Location identification records:
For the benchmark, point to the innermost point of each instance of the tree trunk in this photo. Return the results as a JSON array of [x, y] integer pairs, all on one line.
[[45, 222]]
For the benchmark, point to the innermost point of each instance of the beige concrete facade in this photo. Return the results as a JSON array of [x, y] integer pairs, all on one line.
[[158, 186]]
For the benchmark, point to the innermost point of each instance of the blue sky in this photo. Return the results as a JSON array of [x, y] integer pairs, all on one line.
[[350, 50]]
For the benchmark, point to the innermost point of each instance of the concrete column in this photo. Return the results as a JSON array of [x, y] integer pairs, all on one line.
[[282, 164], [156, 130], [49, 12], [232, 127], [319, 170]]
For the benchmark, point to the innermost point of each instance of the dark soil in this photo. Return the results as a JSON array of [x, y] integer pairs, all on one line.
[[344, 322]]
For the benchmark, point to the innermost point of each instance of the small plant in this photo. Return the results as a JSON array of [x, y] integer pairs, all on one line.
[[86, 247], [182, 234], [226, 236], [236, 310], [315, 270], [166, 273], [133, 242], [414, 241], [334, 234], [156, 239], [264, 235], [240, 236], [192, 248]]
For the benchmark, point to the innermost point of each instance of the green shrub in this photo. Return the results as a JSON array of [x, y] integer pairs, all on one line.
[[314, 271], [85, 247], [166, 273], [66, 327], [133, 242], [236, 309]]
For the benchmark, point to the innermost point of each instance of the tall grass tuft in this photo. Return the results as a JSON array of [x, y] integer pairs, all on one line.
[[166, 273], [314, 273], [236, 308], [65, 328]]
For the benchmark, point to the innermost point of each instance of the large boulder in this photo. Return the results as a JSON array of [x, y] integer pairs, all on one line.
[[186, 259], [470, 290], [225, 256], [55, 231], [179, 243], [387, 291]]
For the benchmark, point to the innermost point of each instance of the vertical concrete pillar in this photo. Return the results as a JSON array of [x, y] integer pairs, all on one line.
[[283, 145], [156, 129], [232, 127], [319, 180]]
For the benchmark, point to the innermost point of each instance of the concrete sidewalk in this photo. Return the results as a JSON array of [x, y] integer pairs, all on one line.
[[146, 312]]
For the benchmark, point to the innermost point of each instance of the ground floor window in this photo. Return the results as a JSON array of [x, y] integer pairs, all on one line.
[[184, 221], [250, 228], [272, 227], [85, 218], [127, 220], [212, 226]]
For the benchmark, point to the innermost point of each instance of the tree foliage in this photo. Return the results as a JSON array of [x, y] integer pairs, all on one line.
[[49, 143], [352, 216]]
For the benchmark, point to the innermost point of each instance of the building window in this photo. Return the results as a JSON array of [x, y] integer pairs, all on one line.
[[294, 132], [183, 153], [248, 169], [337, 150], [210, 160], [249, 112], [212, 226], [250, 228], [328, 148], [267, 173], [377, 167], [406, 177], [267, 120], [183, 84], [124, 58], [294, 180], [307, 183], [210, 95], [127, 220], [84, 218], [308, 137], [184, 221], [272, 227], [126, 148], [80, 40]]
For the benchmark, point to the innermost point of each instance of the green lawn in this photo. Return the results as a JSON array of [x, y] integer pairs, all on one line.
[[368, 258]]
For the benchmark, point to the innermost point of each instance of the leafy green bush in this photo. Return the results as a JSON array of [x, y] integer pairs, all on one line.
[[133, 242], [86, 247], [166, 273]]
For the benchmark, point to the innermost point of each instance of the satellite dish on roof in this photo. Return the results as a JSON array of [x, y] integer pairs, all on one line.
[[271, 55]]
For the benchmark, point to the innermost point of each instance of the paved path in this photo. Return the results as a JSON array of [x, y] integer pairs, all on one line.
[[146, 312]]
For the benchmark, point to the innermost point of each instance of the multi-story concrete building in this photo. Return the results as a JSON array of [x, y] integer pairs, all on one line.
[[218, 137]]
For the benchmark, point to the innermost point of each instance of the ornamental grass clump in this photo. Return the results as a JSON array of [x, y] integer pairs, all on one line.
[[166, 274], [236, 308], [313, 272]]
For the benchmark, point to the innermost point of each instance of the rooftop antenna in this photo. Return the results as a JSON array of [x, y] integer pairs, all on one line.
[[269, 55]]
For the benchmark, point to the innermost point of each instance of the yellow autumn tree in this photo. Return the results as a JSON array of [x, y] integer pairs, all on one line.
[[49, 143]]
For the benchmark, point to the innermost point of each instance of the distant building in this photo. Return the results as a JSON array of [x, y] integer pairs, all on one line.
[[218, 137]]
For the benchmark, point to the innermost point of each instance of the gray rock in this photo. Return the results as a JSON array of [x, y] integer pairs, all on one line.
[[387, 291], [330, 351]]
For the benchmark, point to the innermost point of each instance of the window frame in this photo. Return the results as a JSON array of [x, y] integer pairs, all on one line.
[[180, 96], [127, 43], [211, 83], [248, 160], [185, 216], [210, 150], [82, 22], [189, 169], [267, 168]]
...
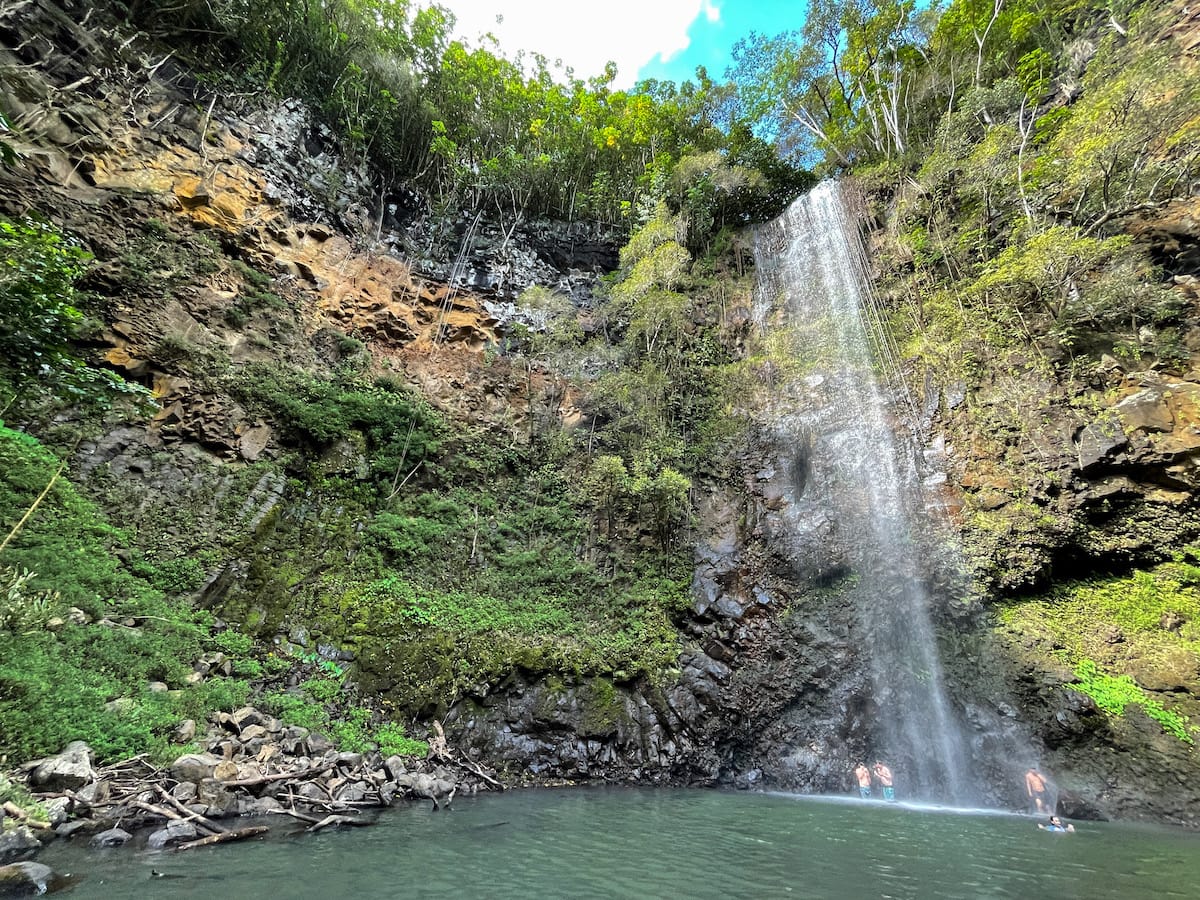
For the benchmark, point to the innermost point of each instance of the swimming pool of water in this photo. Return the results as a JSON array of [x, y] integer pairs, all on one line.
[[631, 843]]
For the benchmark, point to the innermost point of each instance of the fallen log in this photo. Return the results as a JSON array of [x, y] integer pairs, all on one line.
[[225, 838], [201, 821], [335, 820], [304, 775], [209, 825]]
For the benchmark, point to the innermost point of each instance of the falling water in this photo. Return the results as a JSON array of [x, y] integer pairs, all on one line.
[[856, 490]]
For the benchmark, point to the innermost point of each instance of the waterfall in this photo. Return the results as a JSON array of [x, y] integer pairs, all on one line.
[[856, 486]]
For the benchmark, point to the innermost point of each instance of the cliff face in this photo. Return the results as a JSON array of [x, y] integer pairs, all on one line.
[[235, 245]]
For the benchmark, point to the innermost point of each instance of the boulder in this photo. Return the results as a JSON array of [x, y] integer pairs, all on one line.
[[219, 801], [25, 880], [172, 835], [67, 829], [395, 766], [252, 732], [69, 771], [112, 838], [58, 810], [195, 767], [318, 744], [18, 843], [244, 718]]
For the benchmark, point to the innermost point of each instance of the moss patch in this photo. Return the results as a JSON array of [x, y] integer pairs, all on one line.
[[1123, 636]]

> PROBLEM DESCRIPTION: Arrange the records as a Markdown table with the columns Row and Record line, omitting blank lines. Begin at the line that contains "of the tall" and end after the line that contains "243], [387, 291]]".

> EXPECTED ANSWER:
| Row | Record line |
|---|---|
| 1 | For the benchmark, point to the innermost point of each instance of the tall grass tuft in this photo. Return the results as a JSON array of [x, y] integer pairs, all on one line. |
| 2 | [[166, 273], [314, 273], [236, 308], [65, 328]] |
| 3 | For the benchmark, point to the innermost point of each instance of the large boulder in this photo. Return the results as a JSON array of [x, y] integer pairs, all on one line. |
| 4 | [[186, 259], [470, 290], [225, 256], [55, 231], [179, 243], [387, 291]] |